■ **Excerpt provided**
Science WireSpace

Rosetta spacecraft sees target comet wake up, then go quiet again

comet 67P/Churyumov–Gerasimenko on June 4, 2014
comet 67P/Churyumov–Gerasimenko on June 4, 2014
Comet 67P/Churyumov–Gerasimenko on April 30, 2014.
Comet 67P/Churyumov–Gerasimenko on April 30, 2014.

Earlier this month, ESA’s Rosetta spacecraft obtained the image above, which shows that its target comet – Comet 67P/Churyumov–Gerasimenko – has quietened in contrast to earlier this year. The unexpected quieting of this comet demonstrates the unpredictable nature of these enigmatic objects.

Rosetta’s scientific camera captured the large image above on 4 June, from a distance of 430,000 kilometers (267,000 miles). It is the most recent full-resolution image from the spacecraft’s narrow-angle sensor. There is no longer any sign of the extended dust cloud that was seen developing around nucleus at the end of April and into May, as shown in the small image at right. Indeed, monitoring of the comet has shown a significant drop in its brightness since then.

■ **Goals**
A - List every month that the article about the Rosetta spacecraft and its target comet names.
B - Retype the part of the article about the Rosetta spacecraft and its target comet from "Earlier this month, ESA’s" to "brightness since then.".

■ **Dataset entries**
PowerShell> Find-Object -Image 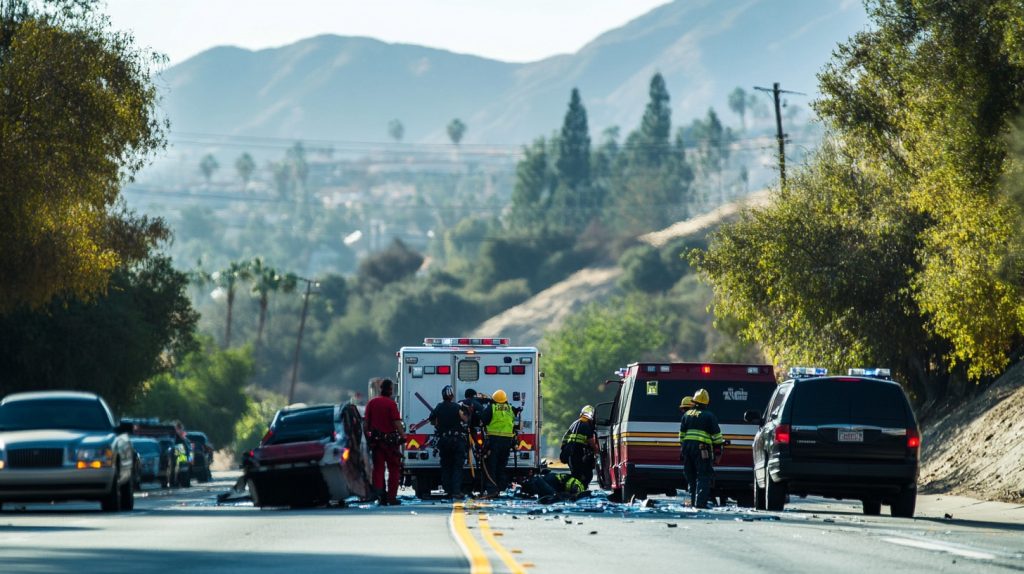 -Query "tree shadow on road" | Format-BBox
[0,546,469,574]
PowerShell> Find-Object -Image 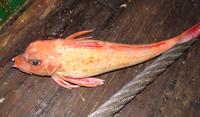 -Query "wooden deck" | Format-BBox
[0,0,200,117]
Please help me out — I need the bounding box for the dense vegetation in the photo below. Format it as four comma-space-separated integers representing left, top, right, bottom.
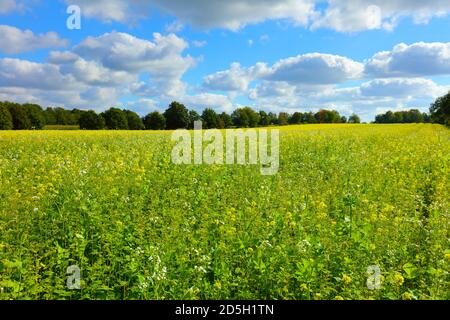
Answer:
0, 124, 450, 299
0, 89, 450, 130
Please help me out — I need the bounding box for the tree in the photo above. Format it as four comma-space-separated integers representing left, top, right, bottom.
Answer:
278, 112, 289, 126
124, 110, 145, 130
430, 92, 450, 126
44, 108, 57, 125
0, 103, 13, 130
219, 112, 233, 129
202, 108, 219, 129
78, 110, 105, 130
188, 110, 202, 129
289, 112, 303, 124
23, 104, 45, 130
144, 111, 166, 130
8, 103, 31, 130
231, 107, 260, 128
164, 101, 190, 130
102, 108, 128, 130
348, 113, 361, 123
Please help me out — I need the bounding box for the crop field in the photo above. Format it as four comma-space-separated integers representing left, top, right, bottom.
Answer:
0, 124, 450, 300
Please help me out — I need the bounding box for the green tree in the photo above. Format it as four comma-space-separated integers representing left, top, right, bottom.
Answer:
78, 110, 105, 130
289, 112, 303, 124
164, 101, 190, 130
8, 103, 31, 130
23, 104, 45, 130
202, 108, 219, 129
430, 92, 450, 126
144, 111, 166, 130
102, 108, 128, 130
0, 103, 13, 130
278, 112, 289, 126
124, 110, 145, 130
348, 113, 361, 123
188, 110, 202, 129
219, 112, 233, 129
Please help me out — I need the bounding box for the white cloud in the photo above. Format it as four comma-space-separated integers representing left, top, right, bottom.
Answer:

--

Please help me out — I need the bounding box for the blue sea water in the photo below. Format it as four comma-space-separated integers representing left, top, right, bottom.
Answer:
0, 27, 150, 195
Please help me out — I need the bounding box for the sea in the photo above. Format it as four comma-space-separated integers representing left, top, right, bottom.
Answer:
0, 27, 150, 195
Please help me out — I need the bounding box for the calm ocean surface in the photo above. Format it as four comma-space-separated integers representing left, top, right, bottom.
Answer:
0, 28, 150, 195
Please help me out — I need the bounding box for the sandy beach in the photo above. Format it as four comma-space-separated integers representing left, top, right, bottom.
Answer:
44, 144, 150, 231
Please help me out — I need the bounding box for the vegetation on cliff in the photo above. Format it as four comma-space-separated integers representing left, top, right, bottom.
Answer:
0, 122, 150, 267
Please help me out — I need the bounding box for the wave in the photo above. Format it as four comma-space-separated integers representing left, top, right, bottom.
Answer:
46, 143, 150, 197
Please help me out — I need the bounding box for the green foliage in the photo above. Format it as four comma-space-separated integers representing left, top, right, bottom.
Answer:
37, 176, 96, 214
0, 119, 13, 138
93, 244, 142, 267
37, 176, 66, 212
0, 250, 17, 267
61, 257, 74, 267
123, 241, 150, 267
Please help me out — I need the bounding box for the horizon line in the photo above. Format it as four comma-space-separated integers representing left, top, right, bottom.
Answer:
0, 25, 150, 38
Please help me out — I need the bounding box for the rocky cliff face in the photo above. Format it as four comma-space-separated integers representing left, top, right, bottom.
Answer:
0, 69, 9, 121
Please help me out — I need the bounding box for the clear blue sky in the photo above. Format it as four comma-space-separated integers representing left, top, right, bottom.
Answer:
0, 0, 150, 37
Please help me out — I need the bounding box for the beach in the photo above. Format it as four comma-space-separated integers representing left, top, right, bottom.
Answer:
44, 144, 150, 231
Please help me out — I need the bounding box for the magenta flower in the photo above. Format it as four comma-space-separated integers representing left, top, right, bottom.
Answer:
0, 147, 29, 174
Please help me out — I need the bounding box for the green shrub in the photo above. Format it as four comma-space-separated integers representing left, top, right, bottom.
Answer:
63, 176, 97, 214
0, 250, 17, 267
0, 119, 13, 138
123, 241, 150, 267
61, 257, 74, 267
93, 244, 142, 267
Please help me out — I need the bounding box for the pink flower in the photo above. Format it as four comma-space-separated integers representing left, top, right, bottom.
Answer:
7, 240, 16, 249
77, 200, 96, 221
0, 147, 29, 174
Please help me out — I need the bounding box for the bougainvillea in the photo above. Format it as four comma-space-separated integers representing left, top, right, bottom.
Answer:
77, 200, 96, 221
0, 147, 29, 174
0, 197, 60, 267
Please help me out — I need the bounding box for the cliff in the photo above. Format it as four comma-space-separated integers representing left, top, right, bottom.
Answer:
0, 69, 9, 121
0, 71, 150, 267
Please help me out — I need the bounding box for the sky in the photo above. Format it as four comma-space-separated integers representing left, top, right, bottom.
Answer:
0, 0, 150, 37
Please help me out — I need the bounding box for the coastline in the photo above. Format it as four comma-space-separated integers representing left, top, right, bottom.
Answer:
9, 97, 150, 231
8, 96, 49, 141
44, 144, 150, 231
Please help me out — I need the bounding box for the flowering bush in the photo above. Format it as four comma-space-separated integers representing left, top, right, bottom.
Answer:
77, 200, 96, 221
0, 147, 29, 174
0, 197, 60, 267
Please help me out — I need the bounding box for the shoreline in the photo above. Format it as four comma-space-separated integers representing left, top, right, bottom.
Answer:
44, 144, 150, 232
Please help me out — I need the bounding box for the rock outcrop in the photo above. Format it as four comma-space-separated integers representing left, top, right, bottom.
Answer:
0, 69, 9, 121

■ **Answers to the problems**
A - June, April, May

B -
Earlier this month, ESA’s Rosetta spacecraft obtained the image above, which shows that its target comet – Comet 67P/Churyumov–Gerasimenko – has quietened in contrast to earlier this year. The unexpected quieting of this comet demonstrates the unpredictable nature of these enigmatic objects.

Rosetta’s scientific camera captured the large image above on 4 June, from a distance of 430,000 kilometers (267,000 miles). It is the most recent full-resolution image from the spacecraft’s narrow-angle sensor. There is no longer any sign of the extended dust cloud that was seen developing around nucleus at the end of April and into May, as shown in the small image at right. Indeed, monitoring of the comet has shown a significant drop in its brightness since then.